EXERCISE INPUTS:
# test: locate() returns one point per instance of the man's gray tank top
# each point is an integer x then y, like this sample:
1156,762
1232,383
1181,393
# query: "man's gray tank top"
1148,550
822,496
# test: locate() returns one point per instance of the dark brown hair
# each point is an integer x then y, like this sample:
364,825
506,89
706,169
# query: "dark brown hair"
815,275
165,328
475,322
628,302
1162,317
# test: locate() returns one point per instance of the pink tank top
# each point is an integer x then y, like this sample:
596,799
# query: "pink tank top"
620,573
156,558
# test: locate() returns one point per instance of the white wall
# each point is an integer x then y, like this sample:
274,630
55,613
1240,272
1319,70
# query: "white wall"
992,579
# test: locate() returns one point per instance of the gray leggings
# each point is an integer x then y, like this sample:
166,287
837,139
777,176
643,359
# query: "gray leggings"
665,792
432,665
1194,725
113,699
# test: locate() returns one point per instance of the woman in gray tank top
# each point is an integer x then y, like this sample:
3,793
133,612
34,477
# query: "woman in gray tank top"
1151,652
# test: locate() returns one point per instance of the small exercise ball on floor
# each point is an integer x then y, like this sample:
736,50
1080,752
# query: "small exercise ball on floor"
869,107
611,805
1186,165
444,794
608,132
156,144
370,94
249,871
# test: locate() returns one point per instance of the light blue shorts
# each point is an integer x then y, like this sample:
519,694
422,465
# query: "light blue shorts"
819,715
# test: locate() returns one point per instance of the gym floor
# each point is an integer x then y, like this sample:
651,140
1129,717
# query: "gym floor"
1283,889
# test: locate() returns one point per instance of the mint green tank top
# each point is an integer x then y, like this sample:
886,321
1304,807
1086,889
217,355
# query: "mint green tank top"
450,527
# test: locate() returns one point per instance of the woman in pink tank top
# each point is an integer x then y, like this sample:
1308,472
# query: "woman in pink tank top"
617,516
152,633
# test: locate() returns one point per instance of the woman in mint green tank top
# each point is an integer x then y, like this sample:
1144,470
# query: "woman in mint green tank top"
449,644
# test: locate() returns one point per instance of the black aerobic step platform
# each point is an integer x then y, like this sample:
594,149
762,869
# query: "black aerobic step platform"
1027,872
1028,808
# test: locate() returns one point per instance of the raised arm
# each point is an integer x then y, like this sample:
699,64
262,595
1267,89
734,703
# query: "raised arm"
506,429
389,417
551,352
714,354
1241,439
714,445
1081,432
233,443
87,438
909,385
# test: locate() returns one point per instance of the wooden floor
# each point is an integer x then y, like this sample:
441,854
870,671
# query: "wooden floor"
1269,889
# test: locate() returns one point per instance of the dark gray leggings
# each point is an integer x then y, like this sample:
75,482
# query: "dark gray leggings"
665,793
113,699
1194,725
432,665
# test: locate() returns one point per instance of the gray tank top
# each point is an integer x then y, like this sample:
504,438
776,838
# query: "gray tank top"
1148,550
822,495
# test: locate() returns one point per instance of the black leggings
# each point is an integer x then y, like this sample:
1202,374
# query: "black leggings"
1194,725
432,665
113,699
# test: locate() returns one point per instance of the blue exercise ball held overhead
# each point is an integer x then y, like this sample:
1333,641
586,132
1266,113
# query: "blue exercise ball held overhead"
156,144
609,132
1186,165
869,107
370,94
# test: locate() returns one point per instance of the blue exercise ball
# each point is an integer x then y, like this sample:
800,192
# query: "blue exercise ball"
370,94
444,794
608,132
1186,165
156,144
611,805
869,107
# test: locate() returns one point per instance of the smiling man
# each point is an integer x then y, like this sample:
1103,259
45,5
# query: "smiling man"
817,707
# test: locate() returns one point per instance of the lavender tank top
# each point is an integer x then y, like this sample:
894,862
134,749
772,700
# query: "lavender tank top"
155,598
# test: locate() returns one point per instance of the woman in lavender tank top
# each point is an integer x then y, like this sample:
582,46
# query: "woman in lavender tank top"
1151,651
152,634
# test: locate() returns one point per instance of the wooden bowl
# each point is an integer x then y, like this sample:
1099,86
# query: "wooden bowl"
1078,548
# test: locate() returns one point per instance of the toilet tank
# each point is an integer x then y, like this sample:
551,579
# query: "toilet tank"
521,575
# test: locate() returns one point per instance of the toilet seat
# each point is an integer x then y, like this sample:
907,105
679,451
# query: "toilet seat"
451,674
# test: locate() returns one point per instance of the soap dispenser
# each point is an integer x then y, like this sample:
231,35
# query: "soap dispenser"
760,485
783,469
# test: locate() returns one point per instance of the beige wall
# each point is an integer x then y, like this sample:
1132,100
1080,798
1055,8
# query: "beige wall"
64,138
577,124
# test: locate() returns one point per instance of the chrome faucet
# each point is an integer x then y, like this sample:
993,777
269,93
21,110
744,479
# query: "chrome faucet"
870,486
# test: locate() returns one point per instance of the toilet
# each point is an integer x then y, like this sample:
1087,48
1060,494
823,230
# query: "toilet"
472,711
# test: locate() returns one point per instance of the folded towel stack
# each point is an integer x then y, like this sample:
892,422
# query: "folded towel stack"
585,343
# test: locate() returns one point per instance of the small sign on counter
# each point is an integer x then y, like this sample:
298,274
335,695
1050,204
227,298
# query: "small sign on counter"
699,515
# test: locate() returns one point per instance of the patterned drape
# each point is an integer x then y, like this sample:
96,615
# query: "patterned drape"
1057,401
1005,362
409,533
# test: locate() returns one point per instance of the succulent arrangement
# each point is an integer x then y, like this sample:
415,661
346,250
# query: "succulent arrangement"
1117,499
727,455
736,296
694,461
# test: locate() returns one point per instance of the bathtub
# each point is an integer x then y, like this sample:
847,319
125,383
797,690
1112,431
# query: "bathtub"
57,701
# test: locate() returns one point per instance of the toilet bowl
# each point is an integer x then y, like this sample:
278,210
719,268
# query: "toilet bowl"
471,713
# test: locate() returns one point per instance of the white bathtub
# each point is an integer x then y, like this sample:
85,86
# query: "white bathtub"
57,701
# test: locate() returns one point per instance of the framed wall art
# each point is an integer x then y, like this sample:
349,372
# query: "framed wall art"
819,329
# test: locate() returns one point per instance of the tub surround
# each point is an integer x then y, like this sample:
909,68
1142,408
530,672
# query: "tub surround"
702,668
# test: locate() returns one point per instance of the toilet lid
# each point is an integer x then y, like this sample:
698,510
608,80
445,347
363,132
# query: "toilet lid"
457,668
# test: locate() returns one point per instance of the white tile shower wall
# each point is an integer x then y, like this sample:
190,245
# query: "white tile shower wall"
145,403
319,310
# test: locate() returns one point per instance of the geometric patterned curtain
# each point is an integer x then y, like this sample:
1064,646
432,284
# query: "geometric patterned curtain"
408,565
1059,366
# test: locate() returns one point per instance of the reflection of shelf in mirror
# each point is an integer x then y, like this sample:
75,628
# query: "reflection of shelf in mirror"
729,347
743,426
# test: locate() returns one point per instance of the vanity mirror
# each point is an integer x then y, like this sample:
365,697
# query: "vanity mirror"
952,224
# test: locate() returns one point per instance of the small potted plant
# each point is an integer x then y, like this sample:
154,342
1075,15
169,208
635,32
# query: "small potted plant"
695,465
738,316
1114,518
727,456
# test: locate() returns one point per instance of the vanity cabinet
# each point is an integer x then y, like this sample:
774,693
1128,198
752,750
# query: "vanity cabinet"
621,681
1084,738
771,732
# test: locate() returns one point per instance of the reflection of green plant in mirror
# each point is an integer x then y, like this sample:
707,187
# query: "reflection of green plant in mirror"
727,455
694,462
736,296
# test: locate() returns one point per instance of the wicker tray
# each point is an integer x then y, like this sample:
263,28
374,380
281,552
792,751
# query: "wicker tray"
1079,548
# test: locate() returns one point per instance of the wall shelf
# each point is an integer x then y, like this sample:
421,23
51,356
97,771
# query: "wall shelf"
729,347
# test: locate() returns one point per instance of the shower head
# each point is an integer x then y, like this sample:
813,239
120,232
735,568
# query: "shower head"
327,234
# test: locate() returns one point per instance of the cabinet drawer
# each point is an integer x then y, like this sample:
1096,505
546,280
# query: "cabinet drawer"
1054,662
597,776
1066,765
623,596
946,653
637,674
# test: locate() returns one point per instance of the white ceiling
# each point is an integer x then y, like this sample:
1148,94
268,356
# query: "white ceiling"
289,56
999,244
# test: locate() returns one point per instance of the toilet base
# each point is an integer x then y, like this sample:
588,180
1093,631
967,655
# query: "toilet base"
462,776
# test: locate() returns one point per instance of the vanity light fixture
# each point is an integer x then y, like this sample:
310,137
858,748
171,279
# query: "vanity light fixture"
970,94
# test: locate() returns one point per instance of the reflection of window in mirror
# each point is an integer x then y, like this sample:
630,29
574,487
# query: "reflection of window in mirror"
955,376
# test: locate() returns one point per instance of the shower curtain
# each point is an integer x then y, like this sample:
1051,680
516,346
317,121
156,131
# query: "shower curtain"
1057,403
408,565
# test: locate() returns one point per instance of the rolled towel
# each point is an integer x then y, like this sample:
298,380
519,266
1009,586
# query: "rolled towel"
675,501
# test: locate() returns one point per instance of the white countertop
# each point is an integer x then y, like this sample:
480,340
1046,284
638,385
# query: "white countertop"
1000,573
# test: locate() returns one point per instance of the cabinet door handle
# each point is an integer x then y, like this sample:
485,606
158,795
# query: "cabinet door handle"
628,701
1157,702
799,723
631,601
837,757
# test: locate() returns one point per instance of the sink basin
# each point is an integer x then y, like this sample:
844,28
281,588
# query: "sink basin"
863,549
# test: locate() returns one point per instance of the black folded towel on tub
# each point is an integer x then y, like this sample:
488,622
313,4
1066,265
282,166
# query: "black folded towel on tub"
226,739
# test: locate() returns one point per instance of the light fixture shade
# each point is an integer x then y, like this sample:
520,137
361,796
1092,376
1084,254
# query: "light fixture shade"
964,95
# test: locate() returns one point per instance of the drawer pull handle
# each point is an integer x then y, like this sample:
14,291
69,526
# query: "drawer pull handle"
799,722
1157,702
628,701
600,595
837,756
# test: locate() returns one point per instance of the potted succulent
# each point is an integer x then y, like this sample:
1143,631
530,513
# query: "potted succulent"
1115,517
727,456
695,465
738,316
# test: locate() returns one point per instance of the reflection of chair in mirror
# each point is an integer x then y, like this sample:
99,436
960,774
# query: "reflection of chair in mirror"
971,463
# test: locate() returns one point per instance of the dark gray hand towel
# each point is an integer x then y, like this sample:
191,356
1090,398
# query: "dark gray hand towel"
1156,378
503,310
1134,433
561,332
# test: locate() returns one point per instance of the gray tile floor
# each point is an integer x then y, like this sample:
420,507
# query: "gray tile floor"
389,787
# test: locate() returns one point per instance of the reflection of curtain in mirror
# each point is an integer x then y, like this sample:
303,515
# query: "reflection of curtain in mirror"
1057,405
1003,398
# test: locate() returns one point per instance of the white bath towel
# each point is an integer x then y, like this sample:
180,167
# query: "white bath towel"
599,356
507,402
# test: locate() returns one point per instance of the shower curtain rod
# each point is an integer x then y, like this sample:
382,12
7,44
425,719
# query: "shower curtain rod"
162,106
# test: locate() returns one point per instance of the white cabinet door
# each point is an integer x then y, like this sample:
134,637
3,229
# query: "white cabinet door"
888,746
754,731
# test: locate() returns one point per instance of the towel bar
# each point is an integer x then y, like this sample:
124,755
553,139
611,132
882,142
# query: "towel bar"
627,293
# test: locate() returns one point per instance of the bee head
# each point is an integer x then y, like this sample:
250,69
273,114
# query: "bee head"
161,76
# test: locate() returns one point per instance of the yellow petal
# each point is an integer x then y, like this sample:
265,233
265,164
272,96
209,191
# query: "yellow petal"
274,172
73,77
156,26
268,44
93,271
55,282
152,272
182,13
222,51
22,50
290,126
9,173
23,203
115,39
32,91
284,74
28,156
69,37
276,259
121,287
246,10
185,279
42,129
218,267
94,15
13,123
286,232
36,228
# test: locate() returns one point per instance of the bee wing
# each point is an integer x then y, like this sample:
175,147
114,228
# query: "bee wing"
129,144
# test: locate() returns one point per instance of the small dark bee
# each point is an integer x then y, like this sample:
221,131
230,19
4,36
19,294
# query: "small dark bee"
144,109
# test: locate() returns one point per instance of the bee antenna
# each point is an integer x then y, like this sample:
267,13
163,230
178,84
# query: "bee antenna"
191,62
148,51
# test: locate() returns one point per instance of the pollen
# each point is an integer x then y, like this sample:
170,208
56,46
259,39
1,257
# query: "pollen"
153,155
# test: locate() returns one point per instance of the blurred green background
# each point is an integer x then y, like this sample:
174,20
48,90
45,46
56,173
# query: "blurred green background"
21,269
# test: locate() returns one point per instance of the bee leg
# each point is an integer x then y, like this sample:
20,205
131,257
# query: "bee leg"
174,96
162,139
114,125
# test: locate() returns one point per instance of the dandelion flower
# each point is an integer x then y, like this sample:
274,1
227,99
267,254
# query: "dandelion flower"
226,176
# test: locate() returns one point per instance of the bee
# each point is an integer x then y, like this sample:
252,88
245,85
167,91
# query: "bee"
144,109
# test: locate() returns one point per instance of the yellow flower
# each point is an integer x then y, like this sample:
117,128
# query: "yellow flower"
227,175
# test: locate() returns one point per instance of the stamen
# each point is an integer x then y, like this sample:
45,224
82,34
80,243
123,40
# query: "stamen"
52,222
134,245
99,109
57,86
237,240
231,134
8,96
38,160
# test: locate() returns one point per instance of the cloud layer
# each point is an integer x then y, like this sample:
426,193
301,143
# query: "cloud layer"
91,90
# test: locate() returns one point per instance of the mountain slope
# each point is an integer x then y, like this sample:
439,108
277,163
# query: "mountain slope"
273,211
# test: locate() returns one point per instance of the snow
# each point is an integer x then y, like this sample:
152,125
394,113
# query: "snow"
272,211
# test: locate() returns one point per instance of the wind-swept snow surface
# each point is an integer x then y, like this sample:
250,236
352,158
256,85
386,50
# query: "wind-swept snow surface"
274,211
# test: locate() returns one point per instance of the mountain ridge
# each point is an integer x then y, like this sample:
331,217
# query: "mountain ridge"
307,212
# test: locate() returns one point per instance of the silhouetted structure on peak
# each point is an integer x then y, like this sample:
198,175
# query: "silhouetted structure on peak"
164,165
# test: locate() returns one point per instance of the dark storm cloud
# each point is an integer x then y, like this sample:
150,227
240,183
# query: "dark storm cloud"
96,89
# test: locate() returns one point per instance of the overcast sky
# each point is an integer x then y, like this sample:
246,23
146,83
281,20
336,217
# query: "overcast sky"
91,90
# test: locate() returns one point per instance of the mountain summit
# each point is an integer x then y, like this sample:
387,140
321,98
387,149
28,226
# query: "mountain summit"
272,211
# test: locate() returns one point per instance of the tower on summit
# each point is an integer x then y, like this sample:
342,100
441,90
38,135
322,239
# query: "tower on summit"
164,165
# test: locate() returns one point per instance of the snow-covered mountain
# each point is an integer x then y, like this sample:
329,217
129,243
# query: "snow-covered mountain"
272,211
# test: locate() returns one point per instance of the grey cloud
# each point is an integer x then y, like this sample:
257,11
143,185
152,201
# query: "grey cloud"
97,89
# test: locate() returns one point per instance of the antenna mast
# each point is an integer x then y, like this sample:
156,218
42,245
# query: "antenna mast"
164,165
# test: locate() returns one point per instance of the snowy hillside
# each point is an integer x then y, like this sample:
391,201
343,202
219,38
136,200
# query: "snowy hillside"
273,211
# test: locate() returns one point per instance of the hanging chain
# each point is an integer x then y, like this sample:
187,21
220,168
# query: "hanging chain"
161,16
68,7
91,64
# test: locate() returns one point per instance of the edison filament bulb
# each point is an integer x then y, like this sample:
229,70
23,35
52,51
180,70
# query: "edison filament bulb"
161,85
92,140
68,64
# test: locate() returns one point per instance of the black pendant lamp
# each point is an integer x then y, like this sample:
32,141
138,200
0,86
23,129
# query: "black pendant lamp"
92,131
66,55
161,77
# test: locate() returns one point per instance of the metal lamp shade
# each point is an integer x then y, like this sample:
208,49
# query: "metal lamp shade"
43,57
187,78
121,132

WHAT YOU NEED TO DO:
Produce an exact repeat of the lines from the one containing "# test: locate() returns one point per instance of the hanging" through the last line of the data, and nothing more.

FINAL RESULT:
# test: locate() returns one point per instance of the hanging chain
# each point is an integer x then y, like this sample:
187,21
220,168
# query: "hanging chain"
161,16
68,7
91,64
# test: locate() returns one point per instance of the edison filament bulb
# each point is an integer x then y, like this sample:
229,70
23,35
52,51
180,70
# query: "edison filament bulb"
161,85
92,140
68,64
# test: locate() returns one point per instance of the black pendant lamp
# each point is an integer x then y, like this sample:
32,141
138,200
0,86
23,129
# query: "black pendant lamp"
92,131
66,55
161,77
# test: locate() returns one point per instance of the metal lamp shade
# each point is an integer x then y, like this sample:
208,49
# query: "metal lamp shade"
43,57
187,78
121,132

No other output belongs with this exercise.